- **Exercise description**: Rewrite the whole listing below, requests included, with every pixel coordinate in the answers multiplied by 0.65 and rounded to the nearest whole number, halves rounded up. Keep the sample coordinates in the requests as they are, and omit the pictures.

►

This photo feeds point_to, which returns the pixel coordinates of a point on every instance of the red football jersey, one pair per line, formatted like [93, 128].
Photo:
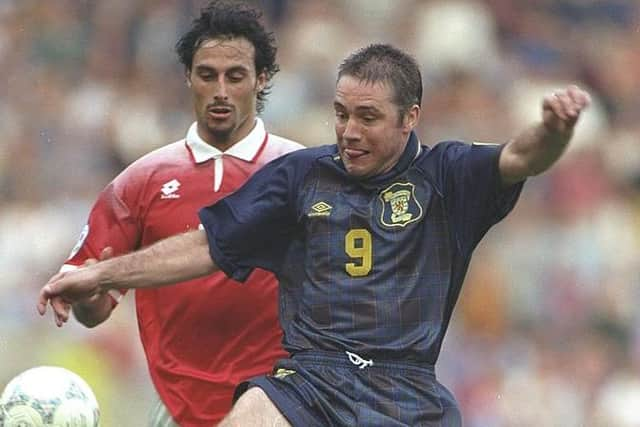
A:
[201, 337]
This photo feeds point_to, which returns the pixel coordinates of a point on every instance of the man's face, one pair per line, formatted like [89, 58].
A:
[370, 135]
[225, 86]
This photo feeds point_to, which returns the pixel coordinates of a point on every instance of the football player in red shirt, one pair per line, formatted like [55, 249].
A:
[201, 337]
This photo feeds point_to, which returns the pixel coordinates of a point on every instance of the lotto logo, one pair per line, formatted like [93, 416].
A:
[169, 189]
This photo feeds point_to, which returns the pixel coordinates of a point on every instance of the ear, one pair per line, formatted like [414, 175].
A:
[411, 118]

◄

- **Result for this task**:
This photo feeds point_to, which returns the pixel coordinates of a point on every instance of the red football jersey, one pair per line, formatted like [93, 128].
Photo:
A:
[131, 219]
This photo feeds point_to, which returns the pixel coordinates of a point on every instance of the man's face, one pair per line, formatted like [89, 58].
A:
[241, 88]
[146, 56]
This photo feeds point_to, which returns the pixel coordinates of a point on every instance of the football player in red shirt, one pair per line, formatted like [55, 249].
A:
[131, 219]
This photo feeds point_to, which returns the pixel coordinates of a point on every instance of the lotto logo, one pair per line, formatted like [93, 416].
A:
[110, 123]
This photo feeds point_to, which returns the pixel coordinates of a point on every instance of the ear, one pair per line, formatted like [414, 175].
A:
[267, 77]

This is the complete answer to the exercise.